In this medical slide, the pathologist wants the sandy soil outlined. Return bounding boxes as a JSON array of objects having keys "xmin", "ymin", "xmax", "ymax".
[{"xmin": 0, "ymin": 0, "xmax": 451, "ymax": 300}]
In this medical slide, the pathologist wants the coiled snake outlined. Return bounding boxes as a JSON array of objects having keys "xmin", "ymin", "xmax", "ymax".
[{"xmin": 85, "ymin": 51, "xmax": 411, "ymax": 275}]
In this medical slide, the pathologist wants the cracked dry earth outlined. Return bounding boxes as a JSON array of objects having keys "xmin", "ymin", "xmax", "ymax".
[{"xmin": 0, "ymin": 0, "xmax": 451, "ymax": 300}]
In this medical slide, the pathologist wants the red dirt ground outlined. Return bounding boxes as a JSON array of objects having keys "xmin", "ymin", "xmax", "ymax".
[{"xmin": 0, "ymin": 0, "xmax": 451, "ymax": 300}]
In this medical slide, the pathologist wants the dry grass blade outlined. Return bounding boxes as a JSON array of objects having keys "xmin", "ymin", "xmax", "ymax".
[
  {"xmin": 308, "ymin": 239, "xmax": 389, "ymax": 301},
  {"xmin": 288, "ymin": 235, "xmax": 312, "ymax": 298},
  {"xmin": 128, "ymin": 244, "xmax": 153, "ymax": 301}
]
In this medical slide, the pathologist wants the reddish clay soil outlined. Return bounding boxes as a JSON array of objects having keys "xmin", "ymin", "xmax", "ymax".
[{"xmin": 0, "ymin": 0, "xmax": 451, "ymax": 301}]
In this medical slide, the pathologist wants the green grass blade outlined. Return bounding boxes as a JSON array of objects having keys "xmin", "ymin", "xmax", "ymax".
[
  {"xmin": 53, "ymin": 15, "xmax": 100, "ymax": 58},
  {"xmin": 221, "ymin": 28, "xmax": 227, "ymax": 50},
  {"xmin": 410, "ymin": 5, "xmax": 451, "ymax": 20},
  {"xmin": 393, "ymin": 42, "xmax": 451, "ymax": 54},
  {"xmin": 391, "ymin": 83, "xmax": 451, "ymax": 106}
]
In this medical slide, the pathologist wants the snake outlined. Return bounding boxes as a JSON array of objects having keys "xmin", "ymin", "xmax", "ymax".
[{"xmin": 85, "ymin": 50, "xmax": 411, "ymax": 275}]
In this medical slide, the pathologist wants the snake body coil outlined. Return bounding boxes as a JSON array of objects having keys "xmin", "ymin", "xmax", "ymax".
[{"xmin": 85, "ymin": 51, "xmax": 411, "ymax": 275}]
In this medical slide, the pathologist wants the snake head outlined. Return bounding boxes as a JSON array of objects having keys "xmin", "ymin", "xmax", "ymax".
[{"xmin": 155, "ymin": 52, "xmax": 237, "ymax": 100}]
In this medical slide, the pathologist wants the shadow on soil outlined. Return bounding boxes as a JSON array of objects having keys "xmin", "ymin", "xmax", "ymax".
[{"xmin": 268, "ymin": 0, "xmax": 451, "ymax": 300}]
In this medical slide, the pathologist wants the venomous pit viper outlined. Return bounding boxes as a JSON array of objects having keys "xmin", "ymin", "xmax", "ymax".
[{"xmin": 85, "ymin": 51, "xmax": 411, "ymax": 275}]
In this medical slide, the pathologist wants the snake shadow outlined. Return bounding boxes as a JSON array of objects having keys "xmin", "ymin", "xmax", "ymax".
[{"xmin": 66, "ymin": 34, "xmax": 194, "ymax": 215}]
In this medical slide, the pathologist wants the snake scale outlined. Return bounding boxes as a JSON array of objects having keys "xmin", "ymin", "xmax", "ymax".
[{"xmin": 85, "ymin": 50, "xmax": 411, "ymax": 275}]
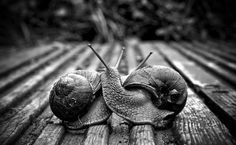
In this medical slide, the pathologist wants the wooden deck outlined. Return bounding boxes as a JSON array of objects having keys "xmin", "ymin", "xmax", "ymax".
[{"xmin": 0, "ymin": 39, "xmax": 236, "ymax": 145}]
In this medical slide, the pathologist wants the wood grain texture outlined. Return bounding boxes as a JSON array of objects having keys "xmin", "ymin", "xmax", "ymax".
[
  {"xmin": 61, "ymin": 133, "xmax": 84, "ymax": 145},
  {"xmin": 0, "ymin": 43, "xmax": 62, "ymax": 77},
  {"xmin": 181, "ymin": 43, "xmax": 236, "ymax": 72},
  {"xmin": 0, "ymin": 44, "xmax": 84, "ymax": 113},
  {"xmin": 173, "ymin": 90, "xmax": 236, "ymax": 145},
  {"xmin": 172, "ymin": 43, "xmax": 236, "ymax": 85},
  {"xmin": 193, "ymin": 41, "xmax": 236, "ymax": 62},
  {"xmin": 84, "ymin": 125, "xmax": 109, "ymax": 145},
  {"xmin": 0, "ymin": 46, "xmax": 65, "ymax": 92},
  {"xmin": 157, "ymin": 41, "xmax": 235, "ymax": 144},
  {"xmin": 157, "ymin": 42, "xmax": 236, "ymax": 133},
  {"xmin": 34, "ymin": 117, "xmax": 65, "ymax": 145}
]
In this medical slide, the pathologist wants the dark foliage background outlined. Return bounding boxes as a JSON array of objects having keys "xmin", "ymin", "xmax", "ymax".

============================================================

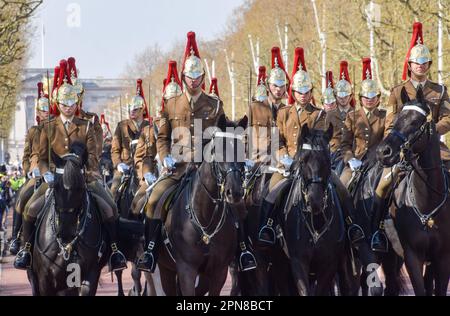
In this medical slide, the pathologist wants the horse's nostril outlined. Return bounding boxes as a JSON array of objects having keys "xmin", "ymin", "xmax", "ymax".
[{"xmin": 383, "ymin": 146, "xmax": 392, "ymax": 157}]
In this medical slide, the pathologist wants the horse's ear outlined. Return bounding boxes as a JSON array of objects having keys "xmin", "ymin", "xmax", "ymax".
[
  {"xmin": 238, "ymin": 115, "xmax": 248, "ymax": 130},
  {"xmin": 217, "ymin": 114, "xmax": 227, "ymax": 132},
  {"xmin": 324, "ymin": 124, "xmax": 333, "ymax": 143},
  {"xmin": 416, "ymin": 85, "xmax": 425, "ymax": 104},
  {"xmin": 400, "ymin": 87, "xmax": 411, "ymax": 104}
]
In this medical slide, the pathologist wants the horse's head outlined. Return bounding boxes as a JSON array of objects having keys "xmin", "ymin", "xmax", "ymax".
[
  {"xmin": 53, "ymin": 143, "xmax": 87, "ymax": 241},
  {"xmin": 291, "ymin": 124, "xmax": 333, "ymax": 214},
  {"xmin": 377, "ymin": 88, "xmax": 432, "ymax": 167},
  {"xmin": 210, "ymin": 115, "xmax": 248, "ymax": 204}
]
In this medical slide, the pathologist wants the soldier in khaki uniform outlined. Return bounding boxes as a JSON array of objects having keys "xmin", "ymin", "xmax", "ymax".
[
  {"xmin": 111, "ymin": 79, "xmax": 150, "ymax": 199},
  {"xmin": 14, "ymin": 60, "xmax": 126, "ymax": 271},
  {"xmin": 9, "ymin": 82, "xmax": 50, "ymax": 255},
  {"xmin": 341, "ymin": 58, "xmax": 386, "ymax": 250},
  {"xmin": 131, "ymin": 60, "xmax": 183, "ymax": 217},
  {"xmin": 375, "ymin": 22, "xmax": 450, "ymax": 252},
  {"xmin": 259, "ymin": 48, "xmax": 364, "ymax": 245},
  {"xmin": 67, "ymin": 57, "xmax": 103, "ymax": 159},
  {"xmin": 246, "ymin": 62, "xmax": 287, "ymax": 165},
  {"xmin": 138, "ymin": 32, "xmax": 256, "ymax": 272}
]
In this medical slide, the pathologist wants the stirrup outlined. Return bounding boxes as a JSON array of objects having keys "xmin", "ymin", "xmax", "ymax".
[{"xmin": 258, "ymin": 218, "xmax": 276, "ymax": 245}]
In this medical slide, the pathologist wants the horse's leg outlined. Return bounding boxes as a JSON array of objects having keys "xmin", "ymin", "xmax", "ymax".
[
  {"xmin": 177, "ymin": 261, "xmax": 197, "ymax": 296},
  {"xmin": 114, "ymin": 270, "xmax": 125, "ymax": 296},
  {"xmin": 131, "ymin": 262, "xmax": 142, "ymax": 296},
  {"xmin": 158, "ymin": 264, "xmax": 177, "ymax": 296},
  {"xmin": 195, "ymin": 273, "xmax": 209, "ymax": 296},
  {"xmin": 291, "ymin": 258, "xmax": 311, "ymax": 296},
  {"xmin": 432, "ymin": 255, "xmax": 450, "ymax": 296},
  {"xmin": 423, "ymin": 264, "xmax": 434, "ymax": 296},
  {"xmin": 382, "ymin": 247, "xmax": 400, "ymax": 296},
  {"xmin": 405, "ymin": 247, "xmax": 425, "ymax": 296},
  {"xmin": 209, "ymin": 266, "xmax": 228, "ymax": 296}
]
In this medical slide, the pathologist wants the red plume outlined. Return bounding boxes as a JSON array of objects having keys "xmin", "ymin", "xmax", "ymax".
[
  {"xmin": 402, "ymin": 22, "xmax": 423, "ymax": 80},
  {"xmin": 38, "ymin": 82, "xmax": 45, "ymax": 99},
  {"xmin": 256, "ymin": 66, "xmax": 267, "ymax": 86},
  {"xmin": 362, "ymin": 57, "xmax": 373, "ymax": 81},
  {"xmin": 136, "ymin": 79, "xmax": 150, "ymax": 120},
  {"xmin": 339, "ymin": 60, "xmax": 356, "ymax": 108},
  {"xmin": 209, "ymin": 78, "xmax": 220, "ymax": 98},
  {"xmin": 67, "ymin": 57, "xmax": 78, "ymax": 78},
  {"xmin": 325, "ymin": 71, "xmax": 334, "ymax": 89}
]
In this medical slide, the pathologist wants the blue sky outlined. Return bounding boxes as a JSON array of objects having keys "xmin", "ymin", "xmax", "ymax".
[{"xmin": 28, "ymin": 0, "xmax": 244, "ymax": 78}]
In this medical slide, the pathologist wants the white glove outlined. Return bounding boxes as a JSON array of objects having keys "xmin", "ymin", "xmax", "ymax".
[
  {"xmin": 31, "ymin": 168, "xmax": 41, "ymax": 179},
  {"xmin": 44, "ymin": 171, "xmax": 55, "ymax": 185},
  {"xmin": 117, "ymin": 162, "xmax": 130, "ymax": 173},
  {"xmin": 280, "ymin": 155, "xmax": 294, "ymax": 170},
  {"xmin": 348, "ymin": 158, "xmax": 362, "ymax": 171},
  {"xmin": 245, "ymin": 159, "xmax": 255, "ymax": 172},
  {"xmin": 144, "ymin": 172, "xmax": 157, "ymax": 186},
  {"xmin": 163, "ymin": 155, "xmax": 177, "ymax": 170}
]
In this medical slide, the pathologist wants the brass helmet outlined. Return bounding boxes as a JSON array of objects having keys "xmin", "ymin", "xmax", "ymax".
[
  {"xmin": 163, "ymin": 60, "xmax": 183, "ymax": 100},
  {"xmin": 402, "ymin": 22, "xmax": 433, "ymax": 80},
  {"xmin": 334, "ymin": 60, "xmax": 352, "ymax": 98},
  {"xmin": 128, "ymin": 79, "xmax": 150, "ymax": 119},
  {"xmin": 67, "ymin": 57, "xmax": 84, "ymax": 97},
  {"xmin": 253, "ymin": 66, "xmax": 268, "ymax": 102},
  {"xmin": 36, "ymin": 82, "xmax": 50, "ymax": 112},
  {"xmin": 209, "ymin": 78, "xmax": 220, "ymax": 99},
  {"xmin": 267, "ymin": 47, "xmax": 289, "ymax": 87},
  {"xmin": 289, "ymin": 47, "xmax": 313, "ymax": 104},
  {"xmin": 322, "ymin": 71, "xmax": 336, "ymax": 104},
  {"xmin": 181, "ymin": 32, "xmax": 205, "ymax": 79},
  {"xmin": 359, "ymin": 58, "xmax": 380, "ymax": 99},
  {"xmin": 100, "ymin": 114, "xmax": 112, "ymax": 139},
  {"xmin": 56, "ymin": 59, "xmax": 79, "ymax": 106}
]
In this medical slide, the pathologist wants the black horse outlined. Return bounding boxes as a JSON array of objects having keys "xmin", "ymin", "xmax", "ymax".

============================================================

> Task goal
Which of the lines above contain the word "shadow"? Copy each of them in full.

> Response to the exercise
In this medical slide, the pathologist wants the shadow on soil outlined. Return bounding boxes as a JSON array of objects having keys "xmin", "ymin", "xmax", "ymax".
In this medical slide, the pathologist wants the snake shadow outlined. Return bounding boxes as a JSON array of objects having keys "xmin", "ymin", "xmax", "ymax".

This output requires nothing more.